Zebrane wpisy danych =
━━━━━━━━━━━━━━━━━━━━

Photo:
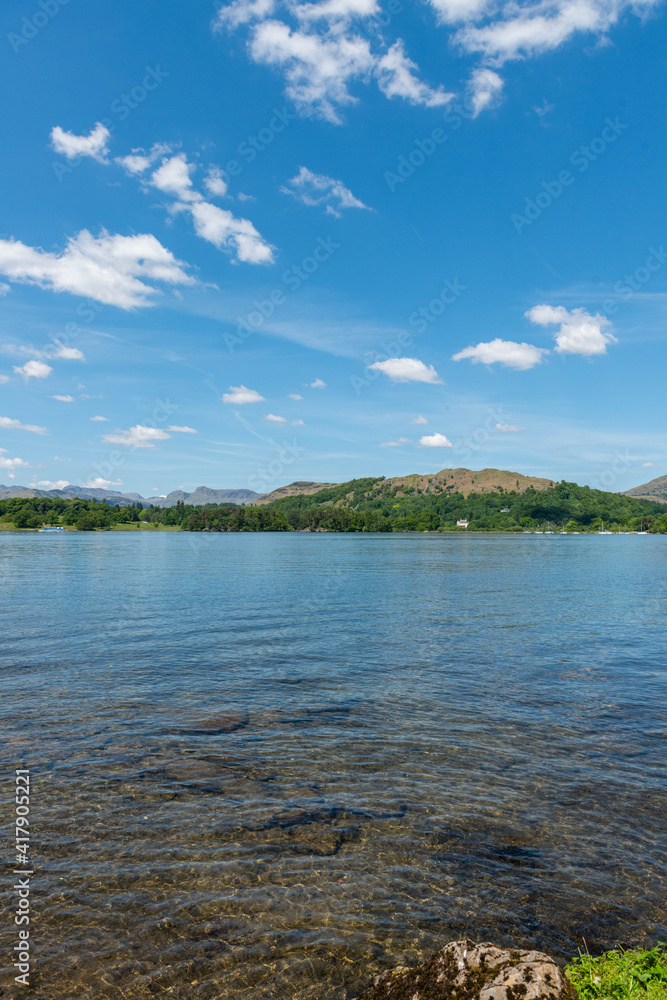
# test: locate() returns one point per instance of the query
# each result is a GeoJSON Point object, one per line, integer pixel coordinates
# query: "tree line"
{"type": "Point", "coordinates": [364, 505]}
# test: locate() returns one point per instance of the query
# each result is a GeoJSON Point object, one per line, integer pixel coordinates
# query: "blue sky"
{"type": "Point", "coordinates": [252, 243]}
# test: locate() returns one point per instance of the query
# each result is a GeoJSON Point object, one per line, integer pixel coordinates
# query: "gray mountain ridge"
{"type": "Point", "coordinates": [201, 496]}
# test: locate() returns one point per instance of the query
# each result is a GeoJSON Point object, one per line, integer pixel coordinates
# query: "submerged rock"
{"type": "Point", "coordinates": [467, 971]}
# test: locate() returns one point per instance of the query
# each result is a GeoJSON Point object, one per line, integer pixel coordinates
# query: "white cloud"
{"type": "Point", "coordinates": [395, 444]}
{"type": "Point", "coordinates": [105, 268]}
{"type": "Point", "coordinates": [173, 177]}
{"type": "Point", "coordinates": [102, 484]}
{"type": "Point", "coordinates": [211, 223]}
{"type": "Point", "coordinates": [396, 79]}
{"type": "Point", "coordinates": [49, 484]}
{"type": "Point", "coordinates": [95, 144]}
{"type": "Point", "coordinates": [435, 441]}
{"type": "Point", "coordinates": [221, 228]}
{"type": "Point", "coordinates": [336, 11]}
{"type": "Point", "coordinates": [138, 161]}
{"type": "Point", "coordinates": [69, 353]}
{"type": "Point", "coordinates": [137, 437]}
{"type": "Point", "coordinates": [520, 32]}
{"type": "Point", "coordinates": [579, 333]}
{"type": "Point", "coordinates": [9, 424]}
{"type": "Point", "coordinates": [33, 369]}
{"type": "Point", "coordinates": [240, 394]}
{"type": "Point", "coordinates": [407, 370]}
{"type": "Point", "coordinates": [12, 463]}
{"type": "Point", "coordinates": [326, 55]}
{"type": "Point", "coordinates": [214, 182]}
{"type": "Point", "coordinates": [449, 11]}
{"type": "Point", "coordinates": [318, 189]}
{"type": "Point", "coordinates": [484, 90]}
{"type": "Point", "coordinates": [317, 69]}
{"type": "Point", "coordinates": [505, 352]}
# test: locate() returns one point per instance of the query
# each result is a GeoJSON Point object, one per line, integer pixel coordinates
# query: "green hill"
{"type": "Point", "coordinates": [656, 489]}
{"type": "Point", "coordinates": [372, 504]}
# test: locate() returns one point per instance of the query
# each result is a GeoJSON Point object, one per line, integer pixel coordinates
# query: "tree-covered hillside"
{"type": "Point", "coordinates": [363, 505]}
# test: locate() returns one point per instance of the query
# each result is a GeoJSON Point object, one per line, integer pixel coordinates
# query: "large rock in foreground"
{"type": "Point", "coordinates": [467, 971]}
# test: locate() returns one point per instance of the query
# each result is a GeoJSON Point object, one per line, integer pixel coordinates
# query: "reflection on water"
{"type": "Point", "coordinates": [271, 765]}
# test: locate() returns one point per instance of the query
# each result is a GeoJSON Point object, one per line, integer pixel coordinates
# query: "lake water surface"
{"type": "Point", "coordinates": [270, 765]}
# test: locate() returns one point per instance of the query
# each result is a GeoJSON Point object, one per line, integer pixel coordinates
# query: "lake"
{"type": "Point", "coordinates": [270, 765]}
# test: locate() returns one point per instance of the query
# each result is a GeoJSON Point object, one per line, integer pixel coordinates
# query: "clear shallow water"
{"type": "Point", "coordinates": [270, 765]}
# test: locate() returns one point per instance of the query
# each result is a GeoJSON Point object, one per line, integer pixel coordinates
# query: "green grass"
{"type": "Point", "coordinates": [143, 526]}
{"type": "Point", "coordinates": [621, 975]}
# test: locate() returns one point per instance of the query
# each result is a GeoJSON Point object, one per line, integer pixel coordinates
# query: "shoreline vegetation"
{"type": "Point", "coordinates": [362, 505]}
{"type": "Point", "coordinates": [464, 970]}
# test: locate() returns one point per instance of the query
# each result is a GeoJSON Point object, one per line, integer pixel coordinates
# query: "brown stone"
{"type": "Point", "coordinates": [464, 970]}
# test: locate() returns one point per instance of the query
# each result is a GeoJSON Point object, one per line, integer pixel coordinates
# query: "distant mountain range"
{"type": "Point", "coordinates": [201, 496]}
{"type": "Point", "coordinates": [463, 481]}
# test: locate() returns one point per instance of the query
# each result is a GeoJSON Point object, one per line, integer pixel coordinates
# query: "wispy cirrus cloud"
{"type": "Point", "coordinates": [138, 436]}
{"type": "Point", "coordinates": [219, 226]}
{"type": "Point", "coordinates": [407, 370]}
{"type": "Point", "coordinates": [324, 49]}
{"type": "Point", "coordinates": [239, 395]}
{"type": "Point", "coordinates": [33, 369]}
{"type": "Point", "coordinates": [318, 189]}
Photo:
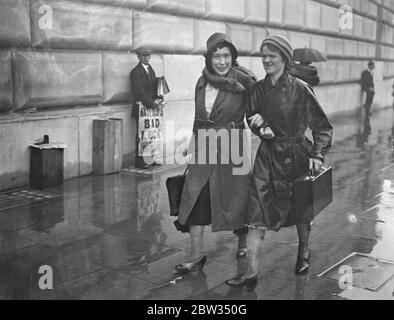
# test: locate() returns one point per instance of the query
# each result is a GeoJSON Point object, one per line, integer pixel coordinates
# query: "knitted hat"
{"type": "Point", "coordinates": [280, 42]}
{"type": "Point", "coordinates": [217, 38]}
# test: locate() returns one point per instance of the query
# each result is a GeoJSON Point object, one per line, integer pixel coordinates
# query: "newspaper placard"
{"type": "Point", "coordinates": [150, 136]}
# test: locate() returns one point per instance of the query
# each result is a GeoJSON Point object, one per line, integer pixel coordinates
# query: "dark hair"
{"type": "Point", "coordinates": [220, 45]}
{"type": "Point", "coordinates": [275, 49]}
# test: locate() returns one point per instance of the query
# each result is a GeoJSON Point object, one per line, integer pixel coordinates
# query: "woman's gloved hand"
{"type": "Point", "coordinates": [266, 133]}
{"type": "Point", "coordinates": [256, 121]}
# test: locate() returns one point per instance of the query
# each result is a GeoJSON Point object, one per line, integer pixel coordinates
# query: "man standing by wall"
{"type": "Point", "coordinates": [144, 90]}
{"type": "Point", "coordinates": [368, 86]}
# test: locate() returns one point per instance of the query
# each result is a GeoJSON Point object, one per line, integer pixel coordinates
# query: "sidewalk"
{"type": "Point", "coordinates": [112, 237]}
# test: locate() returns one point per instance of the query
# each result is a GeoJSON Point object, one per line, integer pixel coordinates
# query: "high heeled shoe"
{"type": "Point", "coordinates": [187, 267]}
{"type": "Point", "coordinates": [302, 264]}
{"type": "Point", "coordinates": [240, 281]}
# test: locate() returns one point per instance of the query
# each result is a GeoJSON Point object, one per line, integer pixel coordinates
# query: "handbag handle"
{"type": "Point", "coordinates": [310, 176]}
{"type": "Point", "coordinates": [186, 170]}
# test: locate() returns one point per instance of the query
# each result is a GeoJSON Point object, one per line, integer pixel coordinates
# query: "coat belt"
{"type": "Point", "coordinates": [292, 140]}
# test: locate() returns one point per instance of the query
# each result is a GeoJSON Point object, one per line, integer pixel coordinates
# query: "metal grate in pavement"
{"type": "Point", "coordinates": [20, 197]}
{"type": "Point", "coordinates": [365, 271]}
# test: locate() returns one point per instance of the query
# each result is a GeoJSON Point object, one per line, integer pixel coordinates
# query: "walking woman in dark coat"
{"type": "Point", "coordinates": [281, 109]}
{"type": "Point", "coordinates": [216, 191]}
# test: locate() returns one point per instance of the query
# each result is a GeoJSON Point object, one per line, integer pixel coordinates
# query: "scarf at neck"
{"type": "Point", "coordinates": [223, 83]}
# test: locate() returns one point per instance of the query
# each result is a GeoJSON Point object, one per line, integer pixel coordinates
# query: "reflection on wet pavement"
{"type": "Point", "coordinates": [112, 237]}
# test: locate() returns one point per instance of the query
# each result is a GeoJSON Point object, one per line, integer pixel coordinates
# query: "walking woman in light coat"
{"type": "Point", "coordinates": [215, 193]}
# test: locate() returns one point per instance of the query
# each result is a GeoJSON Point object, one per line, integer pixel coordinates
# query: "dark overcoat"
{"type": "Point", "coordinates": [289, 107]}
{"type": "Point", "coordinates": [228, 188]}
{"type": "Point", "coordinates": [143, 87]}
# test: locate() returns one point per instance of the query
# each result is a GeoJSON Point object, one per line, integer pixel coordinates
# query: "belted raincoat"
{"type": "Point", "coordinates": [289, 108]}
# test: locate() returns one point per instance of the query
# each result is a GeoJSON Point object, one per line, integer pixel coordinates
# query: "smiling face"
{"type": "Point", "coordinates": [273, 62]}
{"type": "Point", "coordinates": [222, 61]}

━━━━━━━━━━━━━━━━━━━━

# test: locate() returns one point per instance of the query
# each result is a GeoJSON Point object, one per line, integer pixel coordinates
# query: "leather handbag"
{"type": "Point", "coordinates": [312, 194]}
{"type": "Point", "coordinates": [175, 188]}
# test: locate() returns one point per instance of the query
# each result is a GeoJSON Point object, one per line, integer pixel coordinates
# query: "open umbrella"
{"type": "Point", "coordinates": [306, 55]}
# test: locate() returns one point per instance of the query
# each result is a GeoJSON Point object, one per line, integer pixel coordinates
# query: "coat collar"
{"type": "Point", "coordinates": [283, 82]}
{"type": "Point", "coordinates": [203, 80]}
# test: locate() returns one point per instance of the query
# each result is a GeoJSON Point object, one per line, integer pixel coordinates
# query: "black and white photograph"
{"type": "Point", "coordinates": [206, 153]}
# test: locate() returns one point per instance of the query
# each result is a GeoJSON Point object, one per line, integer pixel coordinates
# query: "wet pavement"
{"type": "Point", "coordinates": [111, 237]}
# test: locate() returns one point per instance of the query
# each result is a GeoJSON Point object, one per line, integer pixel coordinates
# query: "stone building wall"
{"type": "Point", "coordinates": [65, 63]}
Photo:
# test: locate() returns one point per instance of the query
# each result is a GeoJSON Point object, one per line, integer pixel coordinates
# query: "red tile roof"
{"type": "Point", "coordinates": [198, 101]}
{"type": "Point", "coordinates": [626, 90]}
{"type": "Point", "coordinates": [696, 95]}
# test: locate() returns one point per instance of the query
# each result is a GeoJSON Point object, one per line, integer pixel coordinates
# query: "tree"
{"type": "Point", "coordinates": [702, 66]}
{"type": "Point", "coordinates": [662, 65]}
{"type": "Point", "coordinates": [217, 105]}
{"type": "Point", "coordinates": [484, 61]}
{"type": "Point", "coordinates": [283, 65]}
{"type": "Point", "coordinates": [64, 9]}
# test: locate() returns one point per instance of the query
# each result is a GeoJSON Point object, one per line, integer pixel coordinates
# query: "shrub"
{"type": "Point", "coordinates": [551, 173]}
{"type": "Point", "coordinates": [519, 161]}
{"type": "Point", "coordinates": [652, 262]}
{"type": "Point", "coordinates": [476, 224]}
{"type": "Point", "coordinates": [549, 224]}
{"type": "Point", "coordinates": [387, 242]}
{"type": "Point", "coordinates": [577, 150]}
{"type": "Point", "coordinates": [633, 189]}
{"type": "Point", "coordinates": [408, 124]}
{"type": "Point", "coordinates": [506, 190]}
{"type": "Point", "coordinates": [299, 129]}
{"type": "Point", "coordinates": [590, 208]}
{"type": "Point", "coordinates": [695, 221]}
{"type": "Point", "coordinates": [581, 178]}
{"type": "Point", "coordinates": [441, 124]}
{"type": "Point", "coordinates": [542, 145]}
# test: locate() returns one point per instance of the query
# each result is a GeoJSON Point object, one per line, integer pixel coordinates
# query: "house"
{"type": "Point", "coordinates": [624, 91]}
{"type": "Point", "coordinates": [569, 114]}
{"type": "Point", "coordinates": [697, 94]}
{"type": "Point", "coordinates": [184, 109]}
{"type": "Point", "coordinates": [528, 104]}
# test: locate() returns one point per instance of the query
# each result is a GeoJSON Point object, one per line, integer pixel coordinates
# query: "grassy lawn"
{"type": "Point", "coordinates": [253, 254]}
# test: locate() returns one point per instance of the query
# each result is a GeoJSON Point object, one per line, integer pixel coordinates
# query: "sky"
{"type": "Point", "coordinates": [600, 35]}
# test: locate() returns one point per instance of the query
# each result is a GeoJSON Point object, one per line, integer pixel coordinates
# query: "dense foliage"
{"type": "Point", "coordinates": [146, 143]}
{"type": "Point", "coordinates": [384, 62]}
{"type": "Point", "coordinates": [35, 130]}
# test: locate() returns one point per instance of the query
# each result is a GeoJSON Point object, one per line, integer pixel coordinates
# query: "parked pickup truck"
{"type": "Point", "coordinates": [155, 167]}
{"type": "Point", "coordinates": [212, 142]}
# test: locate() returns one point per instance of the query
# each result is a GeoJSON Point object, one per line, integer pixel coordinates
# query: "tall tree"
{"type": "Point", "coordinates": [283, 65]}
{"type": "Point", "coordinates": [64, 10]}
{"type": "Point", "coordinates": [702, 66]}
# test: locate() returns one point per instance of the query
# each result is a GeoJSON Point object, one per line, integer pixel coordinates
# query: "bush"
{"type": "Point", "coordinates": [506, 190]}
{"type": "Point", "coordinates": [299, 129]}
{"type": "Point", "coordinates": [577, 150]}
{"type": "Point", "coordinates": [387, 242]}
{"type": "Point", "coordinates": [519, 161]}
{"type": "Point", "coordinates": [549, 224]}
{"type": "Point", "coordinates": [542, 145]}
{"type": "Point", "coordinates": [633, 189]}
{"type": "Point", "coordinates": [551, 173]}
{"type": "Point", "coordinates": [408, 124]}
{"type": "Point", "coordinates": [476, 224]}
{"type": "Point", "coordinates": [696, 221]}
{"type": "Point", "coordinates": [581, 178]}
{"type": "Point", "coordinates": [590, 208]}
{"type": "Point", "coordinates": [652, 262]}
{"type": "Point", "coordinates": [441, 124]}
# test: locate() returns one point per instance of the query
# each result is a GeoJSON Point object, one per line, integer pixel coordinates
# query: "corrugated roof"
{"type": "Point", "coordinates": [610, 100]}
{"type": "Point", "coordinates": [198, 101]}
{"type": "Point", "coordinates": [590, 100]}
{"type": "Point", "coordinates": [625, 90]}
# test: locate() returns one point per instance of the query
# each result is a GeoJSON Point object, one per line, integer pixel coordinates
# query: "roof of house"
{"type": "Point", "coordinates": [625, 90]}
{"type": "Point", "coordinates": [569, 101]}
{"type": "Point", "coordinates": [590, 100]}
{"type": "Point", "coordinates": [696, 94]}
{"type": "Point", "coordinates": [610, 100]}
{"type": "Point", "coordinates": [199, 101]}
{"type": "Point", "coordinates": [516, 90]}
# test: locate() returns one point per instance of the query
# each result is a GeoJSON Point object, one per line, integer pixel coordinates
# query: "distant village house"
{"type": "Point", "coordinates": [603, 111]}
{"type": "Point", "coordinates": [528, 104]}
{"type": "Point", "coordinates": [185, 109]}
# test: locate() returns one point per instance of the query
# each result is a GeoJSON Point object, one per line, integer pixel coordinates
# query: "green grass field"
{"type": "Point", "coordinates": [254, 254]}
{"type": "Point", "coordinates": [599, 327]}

━━━━━━━━━━━━━━━━━━━━

TREŚĆ ZADANIA =
Policz, ile wierszy powyżej zawiera ciąg "mountain", z uwzględnieniem wielkości liter. Podaj wyłącznie liczbę.

PEŁNA ODPOWIEDŹ =
2